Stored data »

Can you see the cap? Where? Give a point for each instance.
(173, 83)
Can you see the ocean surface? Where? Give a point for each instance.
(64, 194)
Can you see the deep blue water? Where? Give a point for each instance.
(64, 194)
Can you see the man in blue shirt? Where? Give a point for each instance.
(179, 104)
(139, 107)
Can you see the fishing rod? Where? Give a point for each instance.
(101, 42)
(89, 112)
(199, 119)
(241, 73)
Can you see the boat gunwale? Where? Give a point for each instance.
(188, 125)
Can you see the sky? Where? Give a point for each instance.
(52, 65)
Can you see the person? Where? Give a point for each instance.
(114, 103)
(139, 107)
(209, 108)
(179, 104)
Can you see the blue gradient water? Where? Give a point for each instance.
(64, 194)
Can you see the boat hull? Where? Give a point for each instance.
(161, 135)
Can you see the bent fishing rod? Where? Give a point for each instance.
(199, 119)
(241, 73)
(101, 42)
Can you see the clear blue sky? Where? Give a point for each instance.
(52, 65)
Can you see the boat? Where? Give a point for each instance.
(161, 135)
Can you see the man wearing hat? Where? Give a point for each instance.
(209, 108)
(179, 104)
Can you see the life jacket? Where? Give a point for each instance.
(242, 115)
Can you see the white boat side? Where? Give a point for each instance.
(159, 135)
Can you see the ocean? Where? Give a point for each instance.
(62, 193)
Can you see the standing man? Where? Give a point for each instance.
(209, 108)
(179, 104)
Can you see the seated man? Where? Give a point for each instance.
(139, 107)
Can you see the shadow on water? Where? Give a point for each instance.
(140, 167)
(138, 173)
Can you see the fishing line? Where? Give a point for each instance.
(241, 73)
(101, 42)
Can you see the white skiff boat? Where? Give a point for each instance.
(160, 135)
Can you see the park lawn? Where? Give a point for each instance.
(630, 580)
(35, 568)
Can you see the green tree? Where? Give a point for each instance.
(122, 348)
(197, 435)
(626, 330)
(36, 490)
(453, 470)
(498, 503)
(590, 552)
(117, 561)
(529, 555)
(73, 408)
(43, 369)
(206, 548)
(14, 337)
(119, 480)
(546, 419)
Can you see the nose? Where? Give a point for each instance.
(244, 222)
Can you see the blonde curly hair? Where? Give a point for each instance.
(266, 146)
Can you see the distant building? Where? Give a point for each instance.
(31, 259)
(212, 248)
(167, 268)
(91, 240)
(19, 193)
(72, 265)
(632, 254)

Task brief » Starting at the item line containing "Can you see the blonde" and running through the last item, rewrite those lines with every text line copied unchanged. Rescale each point coordinate by a factor of 2.6, rounding to whole numbers with halves rounded up.

The result »
Can you see the blonde curly hair? Where? Give a point for each instance.
(692, 380)
Can you see the distant building? Where? Give a point for each instance.
(81, 673)
(551, 645)
(434, 697)
(237, 624)
(49, 502)
(187, 689)
(1643, 660)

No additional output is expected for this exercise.